From 4bfd7ce5164fd8671234bb821696b64a4dc464d8 Mon Sep 17 00:00:00 2001
From: "Daniel N. Baker" <dnb@cs.jhu.edu>
Date: Wed, 8 Dec 2021 08:30:26 -0500
Subject: [PATCH 1/2] Switch from C-Python API to Pybind11 to use one version
 for all Python versions

---
 .gitmodules      |   3 ++
 fht-pybind11.cpp | 116 +++++++++++++++++++++++++++++++++++++++++++++++
 pybind11         |   1 +
 setup.py         |  12 ++---
 4 files changed, 123 insertions(+), 9 deletions(-)
 create mode 100644 .gitmodules
 create mode 100644 fht-pybind11.cpp
 create mode 160000 pybind11
diff --git a/.gitmodules b/.gitmodules
new file mode 100644
index 0000000..2726187
--- /dev/null
+++ b/.gitmodules
@@ -0,0 +1,3 @@
+[submodule "pybind11"]
+	path = pybind11
+	url = https://github.com/pybind/pybind11
diff --git a/fht-pybind11.cpp b/fht-pybind11.cpp
new file mode 100644
index 0000000..3380b53
--- /dev/null
+++ b/fht-pybind11.cpp
@@ -0,0 +1,116 @@
+#include "pybind11/pybind11.h"
+#include "pybind11/numpy.h"
+#include "fht.h"
+
+namespace py = pybind11;
+
+static constexpr inline unsigned ilog2(size_t x) noexcept {
+    return __builtin_ctz(x);
+}
+
+template<typename T, int flags>
+py::array_t<T> npfht_oop(py::array_t<T, flags> input) {
+    auto bi = input.request();
+    if(bi.ndim != 1) throw std::invalid_argument("input must be 1-d array");
+    const size_t n = bi.size;
+    if(!n || (n & (n - 1)) != 0u) {
+        throw std::invalid_argument("Input must be power-of-2 sized");
+    }
+    if(sizeof(T) != bi.itemsize) {
+        std::fprintf(stderr, "Error: Corrupted NumPy array (itemsize does not match data type).\n");
+        throw std::runtime_error("Error: Corrupted NumPy array (itemsize does not match data type).");
+    }
+    py::array_t<T> ret(n);
+    py::buffer_info rbi = ret.request();
+    if(::fht((T *)bi.ptr, (T *)rbi.ptr, ilog2(n))) {
+        throw std::runtime_error("FHT did not work properly");
+    }
+    return ret;
+}
+
+template<typename T, int flags>
+py::array_t<T, flags> npfht_ip(py::array_t<T, flags> input) {
+    auto bi = input.request();
+    T *ptr = (T *)bi.ptr;
+    if(bi.ndim != 1) throw std::invalid_argument("input must be 1-d array");
+    const size_t n = bi.size;
+    if(!n || (n & (n - 1)) != 0u) {
+        throw std::invalid_argument("Input must be power-of-2 sized");
+    }
+    if(sizeof(T) != bi.itemsize) {
+        std::fprintf(stderr, "Error: Corrupted NumPy array (itemsize does not match data type).\n");
+        throw std::runtime_error("Error: Corrupted NumPy array (itemsize does not match data type).");
+    }
+    if(::fht(ptr, ilog2(n))) {
+        throw std::runtime_error("FHT did not work properly");
+    }
+    return input;
+}
+
+#define UNUSED(x) (void)(x)

> [Aim of the task]:
Write out the patch word for word, starting at "From 4bfd7ce5164fd8671234bb821696b64a4dc464d8 Mon" and ending at "insertions(+), 9 deletions(-)".

[Dataset items]
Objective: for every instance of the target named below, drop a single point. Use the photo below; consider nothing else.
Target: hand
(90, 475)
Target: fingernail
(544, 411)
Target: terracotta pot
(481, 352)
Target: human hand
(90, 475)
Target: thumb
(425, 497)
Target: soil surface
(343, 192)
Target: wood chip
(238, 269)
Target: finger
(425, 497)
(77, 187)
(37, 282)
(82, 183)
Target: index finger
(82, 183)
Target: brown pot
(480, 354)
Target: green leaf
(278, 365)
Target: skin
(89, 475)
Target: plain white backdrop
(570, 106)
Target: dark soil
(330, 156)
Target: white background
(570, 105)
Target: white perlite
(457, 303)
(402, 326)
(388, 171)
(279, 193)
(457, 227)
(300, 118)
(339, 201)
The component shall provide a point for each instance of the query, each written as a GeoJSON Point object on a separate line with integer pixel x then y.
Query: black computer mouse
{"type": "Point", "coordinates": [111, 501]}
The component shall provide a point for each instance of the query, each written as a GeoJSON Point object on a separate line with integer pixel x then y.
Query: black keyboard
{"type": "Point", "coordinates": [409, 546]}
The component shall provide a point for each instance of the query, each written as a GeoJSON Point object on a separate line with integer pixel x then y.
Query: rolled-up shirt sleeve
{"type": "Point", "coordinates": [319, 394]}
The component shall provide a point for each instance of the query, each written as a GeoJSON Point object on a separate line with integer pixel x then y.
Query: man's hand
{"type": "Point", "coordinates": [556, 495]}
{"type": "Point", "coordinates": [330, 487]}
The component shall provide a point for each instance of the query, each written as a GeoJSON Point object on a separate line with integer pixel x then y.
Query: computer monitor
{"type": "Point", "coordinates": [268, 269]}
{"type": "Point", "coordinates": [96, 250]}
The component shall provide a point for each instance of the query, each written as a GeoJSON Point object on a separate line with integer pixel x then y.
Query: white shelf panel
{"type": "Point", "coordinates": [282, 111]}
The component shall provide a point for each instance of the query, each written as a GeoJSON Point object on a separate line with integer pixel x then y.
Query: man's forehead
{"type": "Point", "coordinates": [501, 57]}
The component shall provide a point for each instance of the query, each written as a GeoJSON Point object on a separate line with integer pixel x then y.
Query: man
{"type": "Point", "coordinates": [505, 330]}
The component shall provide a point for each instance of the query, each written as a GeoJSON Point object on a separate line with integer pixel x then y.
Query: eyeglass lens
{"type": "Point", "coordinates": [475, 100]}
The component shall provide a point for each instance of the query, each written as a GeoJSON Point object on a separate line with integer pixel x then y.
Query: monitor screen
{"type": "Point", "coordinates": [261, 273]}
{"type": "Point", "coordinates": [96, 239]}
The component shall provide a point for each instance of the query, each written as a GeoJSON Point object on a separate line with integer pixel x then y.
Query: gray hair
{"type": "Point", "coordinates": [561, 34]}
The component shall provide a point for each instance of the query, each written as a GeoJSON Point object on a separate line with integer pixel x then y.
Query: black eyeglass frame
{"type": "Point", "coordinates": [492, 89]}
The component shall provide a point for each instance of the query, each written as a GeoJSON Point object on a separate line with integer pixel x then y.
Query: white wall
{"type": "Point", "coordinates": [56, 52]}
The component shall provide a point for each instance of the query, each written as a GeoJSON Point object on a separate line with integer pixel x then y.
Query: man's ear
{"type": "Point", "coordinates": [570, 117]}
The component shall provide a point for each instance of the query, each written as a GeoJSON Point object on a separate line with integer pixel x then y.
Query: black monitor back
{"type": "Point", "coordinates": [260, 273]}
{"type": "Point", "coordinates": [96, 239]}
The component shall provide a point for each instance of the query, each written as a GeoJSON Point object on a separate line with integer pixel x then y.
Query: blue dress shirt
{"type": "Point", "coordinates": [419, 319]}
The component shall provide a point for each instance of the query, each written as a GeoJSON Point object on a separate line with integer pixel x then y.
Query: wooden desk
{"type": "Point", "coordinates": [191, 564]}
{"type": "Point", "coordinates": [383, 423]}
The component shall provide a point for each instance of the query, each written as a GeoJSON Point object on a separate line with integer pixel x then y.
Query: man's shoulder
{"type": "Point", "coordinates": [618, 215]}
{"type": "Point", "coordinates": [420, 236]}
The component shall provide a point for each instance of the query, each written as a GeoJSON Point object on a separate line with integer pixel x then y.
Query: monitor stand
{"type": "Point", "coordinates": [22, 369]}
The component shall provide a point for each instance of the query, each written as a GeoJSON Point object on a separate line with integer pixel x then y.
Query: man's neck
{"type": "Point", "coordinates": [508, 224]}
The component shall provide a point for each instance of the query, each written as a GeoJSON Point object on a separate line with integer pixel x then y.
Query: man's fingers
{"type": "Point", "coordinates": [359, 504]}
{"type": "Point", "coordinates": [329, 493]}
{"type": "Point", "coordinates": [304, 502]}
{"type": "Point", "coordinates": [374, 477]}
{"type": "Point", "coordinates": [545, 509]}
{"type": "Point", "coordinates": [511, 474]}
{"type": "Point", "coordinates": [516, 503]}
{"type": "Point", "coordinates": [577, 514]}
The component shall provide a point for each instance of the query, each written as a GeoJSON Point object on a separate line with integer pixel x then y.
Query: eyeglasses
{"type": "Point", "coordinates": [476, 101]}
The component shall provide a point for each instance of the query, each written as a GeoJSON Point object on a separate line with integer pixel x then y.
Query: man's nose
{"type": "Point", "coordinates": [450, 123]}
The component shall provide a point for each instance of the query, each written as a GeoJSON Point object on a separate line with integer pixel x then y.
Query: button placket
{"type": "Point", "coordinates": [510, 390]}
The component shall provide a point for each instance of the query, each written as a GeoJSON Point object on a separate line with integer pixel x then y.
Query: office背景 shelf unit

> [Expected output]:
From 4bfd7ce5164fd8671234bb821696b64a4dc464d8 Mon Sep 17 00:00:00 2001
From: "Daniel N. Baker" <dnb@cs.jhu.edu>
Date: Wed, 8 Dec 2021 08:30:26 -0500
Subject: [PATCH 1/2] Switch from C-Python API to Pybind11 to use one version
 for all Python versions

---
 .gitmodules      |   3 ++
 fht-pybind11.cpp | 116 +++++++++++++++++++++++++++++++++++++++++++++++
 pybind11         |   1 +
 setup.py         |  12 ++---
 4 files changed, 123 insertions(+), 9 deletions(-)